▸ OBJECTIVE
Arrange the lines from the one with "Where can the poster" to the one with "<point>649,261</point>", both included, as a numbered list, leaving out any blank lines.

*** SUPPLIED RECORDS ***

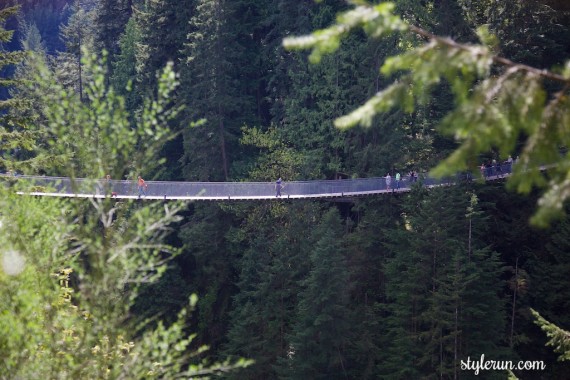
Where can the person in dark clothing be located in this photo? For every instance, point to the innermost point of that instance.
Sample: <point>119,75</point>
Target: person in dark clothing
<point>278,187</point>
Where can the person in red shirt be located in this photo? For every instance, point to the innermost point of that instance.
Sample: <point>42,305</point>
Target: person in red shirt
<point>142,186</point>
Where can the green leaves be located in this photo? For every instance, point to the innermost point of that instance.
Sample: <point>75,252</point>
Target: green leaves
<point>498,103</point>
<point>558,338</point>
<point>377,21</point>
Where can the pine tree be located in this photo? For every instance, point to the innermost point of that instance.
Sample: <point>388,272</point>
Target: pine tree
<point>111,17</point>
<point>17,141</point>
<point>440,284</point>
<point>78,36</point>
<point>124,66</point>
<point>320,336</point>
<point>269,273</point>
<point>163,26</point>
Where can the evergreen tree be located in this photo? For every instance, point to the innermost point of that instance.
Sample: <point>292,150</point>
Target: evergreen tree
<point>78,35</point>
<point>270,270</point>
<point>163,26</point>
<point>111,17</point>
<point>446,306</point>
<point>124,66</point>
<point>319,340</point>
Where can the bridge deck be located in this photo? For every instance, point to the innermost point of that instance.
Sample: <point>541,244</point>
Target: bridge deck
<point>224,191</point>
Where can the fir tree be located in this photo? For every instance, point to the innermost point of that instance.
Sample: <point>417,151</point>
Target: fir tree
<point>321,332</point>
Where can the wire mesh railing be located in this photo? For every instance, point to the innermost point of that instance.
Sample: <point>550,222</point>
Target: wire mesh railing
<point>61,186</point>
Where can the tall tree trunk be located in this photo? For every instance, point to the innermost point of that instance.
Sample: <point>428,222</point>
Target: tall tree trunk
<point>514,301</point>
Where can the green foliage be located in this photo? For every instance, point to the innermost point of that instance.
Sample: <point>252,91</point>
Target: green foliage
<point>492,110</point>
<point>114,146</point>
<point>558,338</point>
<point>442,302</point>
<point>318,342</point>
<point>102,252</point>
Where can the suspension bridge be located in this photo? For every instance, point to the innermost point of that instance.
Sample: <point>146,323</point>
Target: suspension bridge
<point>228,191</point>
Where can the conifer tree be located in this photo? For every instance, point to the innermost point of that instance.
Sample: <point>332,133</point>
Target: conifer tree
<point>125,68</point>
<point>269,273</point>
<point>78,35</point>
<point>111,17</point>
<point>438,292</point>
<point>320,336</point>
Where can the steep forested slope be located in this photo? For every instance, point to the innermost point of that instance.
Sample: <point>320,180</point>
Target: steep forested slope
<point>403,286</point>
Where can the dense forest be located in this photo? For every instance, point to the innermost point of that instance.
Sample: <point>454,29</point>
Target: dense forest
<point>401,286</point>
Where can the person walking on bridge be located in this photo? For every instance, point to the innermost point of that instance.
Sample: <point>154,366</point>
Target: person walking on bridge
<point>142,186</point>
<point>278,187</point>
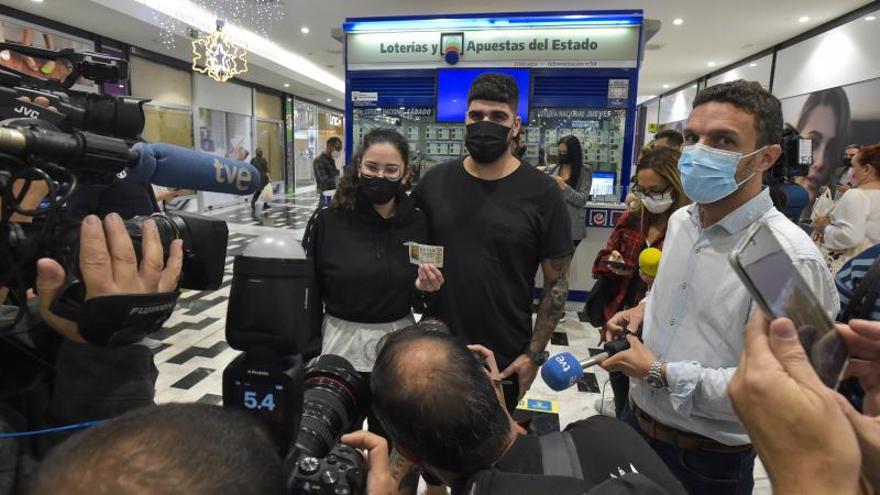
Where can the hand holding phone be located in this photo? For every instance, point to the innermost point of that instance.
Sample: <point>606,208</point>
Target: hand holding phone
<point>781,292</point>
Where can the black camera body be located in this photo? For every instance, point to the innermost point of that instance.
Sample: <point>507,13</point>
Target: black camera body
<point>274,315</point>
<point>342,471</point>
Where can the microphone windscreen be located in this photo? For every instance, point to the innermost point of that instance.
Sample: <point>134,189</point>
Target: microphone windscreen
<point>173,166</point>
<point>561,371</point>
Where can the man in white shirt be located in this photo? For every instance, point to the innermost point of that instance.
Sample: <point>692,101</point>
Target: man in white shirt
<point>697,309</point>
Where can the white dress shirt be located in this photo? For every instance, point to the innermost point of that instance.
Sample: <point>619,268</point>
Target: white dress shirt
<point>697,310</point>
<point>855,218</point>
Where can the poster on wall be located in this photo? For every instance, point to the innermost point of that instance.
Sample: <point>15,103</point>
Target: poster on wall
<point>834,118</point>
<point>12,31</point>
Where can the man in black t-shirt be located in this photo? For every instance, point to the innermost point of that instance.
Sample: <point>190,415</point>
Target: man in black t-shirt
<point>498,219</point>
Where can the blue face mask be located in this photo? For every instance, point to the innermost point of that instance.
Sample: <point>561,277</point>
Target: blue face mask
<point>709,174</point>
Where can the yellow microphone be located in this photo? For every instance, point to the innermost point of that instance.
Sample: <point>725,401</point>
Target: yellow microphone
<point>649,261</point>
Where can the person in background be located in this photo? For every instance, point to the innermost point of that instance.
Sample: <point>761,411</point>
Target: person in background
<point>855,220</point>
<point>442,404</point>
<point>262,166</point>
<point>574,180</point>
<point>851,275</point>
<point>843,176</point>
<point>809,438</point>
<point>359,249</point>
<point>669,138</point>
<point>324,166</point>
<point>174,448</point>
<point>499,219</point>
<point>824,119</point>
<point>658,190</point>
<point>697,306</point>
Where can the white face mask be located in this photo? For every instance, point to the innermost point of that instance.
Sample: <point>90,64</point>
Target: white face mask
<point>657,205</point>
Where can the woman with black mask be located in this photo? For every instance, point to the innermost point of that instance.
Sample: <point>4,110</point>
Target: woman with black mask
<point>359,247</point>
<point>574,180</point>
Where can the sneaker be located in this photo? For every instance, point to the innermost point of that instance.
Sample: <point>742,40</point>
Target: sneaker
<point>605,407</point>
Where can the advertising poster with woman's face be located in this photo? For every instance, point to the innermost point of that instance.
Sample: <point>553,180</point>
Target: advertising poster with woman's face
<point>13,32</point>
<point>834,118</point>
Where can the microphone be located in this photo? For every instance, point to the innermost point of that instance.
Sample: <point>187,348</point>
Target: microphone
<point>564,370</point>
<point>172,166</point>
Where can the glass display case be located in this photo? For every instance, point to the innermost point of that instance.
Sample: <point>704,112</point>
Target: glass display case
<point>430,142</point>
<point>600,131</point>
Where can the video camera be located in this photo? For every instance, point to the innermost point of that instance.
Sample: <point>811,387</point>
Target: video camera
<point>274,315</point>
<point>79,138</point>
<point>797,156</point>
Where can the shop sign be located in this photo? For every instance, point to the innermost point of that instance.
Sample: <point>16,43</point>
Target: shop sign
<point>594,47</point>
<point>364,96</point>
<point>618,91</point>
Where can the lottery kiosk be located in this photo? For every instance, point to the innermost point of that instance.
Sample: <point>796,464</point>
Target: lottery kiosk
<point>577,74</point>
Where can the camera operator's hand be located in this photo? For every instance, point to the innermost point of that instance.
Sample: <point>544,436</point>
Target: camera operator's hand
<point>109,266</point>
<point>430,278</point>
<point>630,319</point>
<point>526,370</point>
<point>379,481</point>
<point>795,422</point>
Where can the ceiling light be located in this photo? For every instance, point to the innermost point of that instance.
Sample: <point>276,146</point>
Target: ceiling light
<point>187,11</point>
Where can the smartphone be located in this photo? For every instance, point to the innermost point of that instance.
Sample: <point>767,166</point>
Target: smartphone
<point>781,291</point>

***

▸ THE SOLUTION
1. Where can the poster on wall be located in this photo? For every instance, point to the innermost point of that instance.
2. Sample: <point>15,103</point>
3. Target: poster on wall
4. <point>834,118</point>
5. <point>12,31</point>
6. Where can the man in black t-shirt be located in this photo? For every instance, point to the innermost point of that instance.
7. Sample: <point>190,415</point>
8. Target: man in black t-shirt
9. <point>498,219</point>
10. Where can the blue face mask be located in this photo? For every instance, point to the innermost point of that instance.
11. Sample: <point>561,277</point>
12. Target: blue face mask
13. <point>709,174</point>
14. Where can the yellow microphone be located in this photo? For every instance, point to the innermost point of that instance.
15. Sample: <point>725,401</point>
16. Target: yellow microphone
17. <point>649,261</point>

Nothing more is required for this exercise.